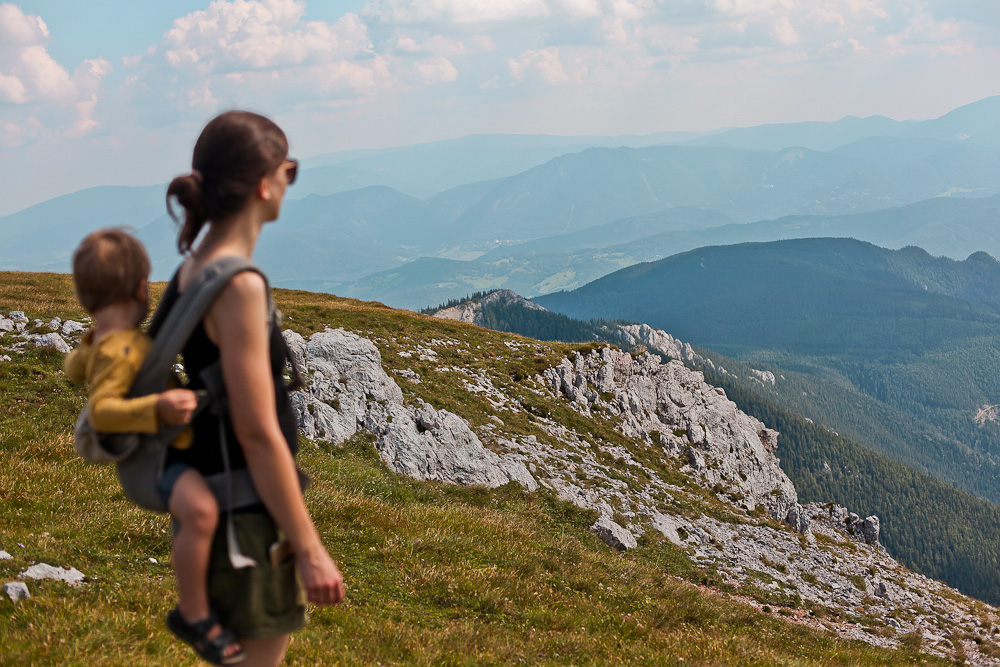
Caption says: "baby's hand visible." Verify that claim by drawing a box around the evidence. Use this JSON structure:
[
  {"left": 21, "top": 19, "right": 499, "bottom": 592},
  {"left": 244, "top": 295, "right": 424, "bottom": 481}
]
[{"left": 156, "top": 388, "right": 198, "bottom": 425}]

+++

DIRECTIONS:
For this exercise, write out the listing verbatim and leave every image out.

SOLUTION TO THIS TASK:
Caption says: "baby's hand visible." Verify that claim by drawing a box around the evidence. Use this JSON structure:
[
  {"left": 21, "top": 19, "right": 499, "bottom": 592},
  {"left": 244, "top": 295, "right": 424, "bottom": 481}
]
[{"left": 156, "top": 388, "right": 198, "bottom": 425}]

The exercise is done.